**EXERCISE DETAILS**
Arrange the rows below as a JSON list of strings with one string per line. Skip blank lines and leave the pictures out.

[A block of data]
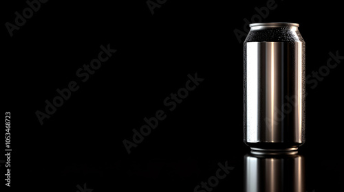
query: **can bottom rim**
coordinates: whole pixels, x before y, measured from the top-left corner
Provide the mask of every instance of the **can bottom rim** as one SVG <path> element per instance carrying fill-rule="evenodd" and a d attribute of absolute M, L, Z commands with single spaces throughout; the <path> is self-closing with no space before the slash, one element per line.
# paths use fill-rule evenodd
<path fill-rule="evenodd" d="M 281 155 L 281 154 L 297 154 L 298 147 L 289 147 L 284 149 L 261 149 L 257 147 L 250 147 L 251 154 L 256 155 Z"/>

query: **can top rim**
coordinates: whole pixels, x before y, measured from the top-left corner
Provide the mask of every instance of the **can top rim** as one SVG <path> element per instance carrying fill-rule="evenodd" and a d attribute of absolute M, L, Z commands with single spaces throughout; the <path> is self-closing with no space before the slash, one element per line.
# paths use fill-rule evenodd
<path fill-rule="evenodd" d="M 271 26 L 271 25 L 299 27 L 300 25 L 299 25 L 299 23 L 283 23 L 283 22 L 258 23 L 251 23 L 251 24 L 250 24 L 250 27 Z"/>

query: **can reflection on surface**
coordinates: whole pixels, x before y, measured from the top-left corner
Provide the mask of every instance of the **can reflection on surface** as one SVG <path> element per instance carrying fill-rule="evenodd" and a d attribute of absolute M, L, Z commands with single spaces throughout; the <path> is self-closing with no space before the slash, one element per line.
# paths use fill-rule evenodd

**WORKED SOLUTION**
[
  "query: **can bottom rim**",
  "coordinates: whole pixels, x before y, measured from the top-left corner",
  "Provide the mask of every instance of the **can bottom rim** as one SVG <path> element per instance carrying fill-rule=\"evenodd\" and a d attribute of absolute M, L, Z commands with single spaces throughout; the <path> is self-closing with no space before the slash, one element per line.",
  "# paths use fill-rule evenodd",
  "<path fill-rule=\"evenodd\" d=\"M 281 155 L 281 154 L 297 154 L 298 147 L 289 147 L 284 149 L 261 149 L 257 147 L 250 147 L 251 154 L 256 155 Z\"/>",
  "query: **can top rim**",
  "coordinates: whole pixels, x before y, measured from the top-left corner",
  "Provide the mask of every instance of the **can top rim** as one SVG <path> element per instance carrying fill-rule=\"evenodd\" and a d attribute of absolute M, L, Z commands with single spaces throughout; the <path> is self-closing with no space before the slash, one element per line.",
  "# paths use fill-rule evenodd",
  "<path fill-rule=\"evenodd\" d=\"M 271 26 L 271 25 L 299 27 L 300 25 L 299 25 L 299 23 L 283 23 L 283 22 L 258 23 L 251 23 L 251 24 L 250 24 L 250 27 Z\"/>",
  "query: **can reflection on surface**",
  "coordinates: whole pixels, x before y, measured from the top-left corner",
  "Provide the mask of every instance of the **can reflection on surface** as one SVG <path> element per instance carrying fill-rule=\"evenodd\" and a d attribute of absolute M, L, Z commands with single spaces throughout; the <path> is self-closing with no space before the slash, one element per line.",
  "# paths use fill-rule evenodd"
]